— start Information given —

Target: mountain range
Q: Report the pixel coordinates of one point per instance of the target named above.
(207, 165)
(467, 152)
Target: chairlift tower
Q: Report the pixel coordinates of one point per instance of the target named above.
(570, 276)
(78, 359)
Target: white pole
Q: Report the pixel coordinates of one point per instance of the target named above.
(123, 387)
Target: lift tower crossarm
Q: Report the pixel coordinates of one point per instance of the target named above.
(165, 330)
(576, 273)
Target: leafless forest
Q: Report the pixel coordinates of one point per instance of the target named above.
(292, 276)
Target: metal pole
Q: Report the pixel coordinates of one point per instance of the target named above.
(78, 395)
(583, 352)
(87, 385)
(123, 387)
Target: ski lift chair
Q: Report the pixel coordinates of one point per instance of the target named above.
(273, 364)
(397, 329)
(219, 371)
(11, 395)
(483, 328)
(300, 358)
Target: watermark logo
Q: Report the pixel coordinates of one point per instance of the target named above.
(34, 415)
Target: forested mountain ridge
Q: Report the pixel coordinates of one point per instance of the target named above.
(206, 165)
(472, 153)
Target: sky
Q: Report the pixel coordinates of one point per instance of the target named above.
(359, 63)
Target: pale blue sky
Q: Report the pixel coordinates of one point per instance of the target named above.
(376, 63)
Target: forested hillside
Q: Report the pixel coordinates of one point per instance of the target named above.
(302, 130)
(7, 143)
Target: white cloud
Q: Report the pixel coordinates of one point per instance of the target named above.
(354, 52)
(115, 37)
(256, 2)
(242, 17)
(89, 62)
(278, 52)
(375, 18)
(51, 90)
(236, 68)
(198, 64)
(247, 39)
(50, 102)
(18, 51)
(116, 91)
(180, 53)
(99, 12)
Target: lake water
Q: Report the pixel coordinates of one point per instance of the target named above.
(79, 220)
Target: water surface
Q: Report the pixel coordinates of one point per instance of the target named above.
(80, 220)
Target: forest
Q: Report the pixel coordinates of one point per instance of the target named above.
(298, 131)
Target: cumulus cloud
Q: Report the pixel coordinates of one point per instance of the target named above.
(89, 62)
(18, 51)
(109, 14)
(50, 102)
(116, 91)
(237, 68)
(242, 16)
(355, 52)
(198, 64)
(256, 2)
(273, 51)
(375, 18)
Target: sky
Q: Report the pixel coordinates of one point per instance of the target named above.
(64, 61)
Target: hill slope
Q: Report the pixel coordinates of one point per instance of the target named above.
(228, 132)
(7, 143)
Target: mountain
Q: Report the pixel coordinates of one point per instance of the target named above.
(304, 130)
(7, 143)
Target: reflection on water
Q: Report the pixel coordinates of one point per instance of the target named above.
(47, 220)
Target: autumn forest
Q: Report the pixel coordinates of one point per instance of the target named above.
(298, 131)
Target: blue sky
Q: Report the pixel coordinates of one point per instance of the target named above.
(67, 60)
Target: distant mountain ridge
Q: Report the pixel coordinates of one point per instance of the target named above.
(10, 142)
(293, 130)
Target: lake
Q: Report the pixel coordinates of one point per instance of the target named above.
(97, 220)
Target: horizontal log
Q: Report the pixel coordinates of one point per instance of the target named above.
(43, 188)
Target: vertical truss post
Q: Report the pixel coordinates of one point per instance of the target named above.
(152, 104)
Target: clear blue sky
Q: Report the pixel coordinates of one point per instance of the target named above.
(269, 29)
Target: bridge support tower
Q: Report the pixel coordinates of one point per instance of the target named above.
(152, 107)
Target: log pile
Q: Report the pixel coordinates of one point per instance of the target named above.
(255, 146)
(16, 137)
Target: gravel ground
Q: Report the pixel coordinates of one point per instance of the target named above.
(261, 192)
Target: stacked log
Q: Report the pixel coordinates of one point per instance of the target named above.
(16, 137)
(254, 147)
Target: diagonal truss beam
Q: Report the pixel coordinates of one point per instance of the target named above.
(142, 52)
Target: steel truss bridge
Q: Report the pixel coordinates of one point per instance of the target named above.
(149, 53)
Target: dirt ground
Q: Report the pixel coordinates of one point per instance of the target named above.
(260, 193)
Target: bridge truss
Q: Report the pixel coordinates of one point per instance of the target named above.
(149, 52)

— end Information given —
— start Information given —

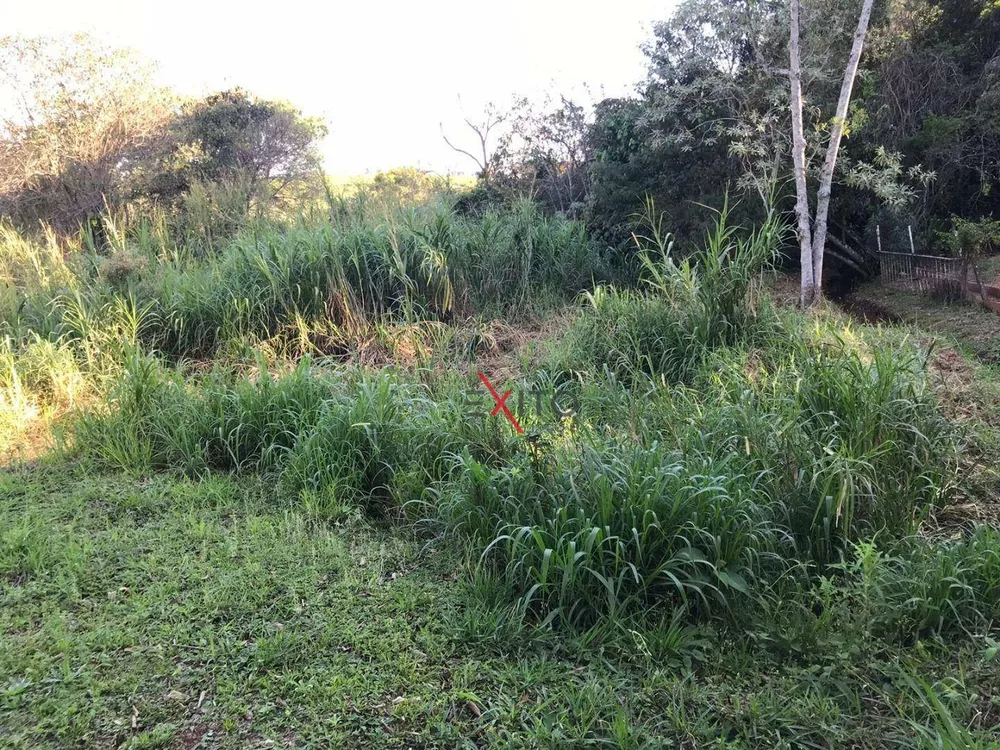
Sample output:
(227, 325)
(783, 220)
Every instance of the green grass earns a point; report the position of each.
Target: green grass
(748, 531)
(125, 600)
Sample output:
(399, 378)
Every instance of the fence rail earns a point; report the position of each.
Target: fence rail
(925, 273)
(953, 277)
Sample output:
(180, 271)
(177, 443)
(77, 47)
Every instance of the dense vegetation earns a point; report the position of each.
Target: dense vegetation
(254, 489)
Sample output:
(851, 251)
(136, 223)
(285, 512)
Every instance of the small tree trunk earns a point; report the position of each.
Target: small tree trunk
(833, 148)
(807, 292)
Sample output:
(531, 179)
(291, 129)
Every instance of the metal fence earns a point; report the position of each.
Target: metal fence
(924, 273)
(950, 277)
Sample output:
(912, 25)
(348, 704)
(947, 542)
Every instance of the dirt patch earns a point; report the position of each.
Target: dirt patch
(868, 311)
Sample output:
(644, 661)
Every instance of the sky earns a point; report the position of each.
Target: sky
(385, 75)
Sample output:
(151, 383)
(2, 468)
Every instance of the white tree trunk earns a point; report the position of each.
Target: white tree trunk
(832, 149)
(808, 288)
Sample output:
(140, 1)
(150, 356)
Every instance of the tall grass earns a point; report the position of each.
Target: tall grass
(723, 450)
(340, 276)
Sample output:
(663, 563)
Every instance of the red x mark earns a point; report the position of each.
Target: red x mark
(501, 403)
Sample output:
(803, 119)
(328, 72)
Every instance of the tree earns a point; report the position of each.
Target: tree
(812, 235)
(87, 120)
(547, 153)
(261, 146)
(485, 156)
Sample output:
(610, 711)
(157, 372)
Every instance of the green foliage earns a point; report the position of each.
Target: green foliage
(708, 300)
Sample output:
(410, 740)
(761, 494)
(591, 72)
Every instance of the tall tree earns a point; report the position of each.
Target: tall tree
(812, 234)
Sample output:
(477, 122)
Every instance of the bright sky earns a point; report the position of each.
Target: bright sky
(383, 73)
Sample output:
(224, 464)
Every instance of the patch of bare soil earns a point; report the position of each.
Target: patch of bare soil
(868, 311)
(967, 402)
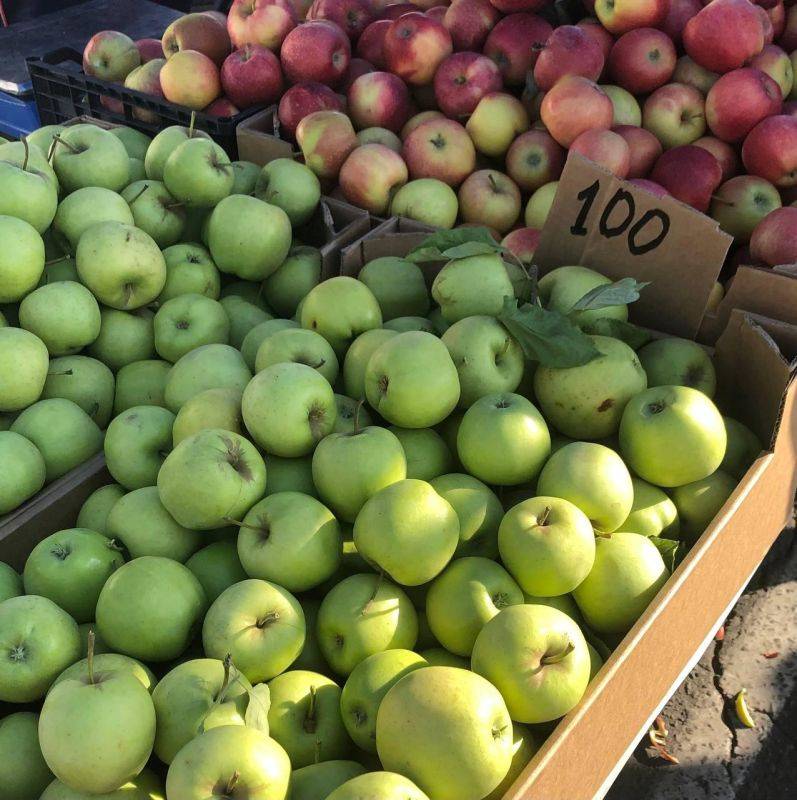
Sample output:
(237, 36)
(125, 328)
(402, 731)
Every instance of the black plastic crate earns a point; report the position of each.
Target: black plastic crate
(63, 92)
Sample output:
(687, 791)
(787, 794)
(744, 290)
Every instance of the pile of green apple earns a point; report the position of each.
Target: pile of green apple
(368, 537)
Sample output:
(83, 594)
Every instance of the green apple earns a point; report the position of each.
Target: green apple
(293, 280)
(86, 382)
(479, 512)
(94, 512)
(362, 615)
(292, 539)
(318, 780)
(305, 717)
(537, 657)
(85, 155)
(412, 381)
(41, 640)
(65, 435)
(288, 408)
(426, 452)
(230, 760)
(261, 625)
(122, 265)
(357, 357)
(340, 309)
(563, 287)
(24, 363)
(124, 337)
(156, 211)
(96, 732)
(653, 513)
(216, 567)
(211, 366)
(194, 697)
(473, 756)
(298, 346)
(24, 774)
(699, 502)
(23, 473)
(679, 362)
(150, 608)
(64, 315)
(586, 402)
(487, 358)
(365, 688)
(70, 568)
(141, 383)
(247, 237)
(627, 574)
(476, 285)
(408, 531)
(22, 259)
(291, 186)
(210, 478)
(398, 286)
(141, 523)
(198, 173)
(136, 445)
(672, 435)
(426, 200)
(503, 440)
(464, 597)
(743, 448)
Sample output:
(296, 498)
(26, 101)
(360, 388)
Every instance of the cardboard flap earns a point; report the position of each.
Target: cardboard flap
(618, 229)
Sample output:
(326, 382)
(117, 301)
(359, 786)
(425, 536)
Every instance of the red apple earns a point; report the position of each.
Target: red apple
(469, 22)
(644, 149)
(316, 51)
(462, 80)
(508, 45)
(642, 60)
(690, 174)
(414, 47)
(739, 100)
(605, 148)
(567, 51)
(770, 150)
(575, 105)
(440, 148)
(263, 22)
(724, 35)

— end Information given —
— start Information given —

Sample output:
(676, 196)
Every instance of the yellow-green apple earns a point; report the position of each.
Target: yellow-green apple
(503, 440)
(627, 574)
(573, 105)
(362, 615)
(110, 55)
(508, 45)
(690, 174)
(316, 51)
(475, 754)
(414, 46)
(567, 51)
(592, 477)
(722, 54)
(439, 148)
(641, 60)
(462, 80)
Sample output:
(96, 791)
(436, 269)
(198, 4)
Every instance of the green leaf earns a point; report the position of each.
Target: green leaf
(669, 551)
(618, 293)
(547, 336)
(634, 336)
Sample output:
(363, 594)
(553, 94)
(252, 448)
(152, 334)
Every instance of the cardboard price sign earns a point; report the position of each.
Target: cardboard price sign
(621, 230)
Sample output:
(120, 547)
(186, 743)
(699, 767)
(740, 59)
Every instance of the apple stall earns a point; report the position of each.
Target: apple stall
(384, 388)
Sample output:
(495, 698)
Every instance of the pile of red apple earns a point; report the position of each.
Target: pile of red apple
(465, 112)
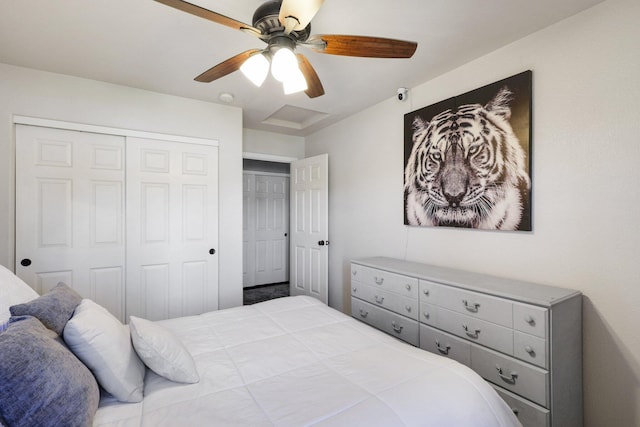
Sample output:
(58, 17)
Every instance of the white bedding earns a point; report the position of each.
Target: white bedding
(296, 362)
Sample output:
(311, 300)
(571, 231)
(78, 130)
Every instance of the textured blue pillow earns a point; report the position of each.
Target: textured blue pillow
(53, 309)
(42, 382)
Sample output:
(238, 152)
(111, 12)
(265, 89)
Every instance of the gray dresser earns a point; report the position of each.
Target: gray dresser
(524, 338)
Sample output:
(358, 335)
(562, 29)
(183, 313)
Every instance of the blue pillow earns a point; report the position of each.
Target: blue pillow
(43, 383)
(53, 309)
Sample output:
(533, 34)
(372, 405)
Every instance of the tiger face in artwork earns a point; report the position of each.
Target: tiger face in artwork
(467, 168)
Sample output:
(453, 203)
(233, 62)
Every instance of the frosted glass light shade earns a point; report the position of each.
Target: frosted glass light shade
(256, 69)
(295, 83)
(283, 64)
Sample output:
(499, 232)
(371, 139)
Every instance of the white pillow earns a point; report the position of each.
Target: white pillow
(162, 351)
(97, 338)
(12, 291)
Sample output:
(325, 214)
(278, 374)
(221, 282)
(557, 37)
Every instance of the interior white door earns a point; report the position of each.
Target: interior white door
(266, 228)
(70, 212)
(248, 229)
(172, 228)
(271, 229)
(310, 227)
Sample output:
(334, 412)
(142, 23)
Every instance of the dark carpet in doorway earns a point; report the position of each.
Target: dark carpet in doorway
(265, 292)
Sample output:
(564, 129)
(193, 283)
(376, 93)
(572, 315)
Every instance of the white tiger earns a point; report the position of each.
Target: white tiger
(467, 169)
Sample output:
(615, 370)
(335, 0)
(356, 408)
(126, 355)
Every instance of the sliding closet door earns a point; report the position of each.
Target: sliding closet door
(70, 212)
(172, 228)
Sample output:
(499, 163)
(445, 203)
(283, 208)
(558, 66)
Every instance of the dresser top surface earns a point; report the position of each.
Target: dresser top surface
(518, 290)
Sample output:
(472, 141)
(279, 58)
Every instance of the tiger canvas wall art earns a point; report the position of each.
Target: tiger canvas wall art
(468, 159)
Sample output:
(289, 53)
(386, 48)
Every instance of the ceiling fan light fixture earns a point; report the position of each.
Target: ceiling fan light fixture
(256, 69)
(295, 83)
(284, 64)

— end Information given —

> Goal
State how many lines in the rows above contain the word "cloud", treating case as significant. Give only the number.

> Solution for this exercise
2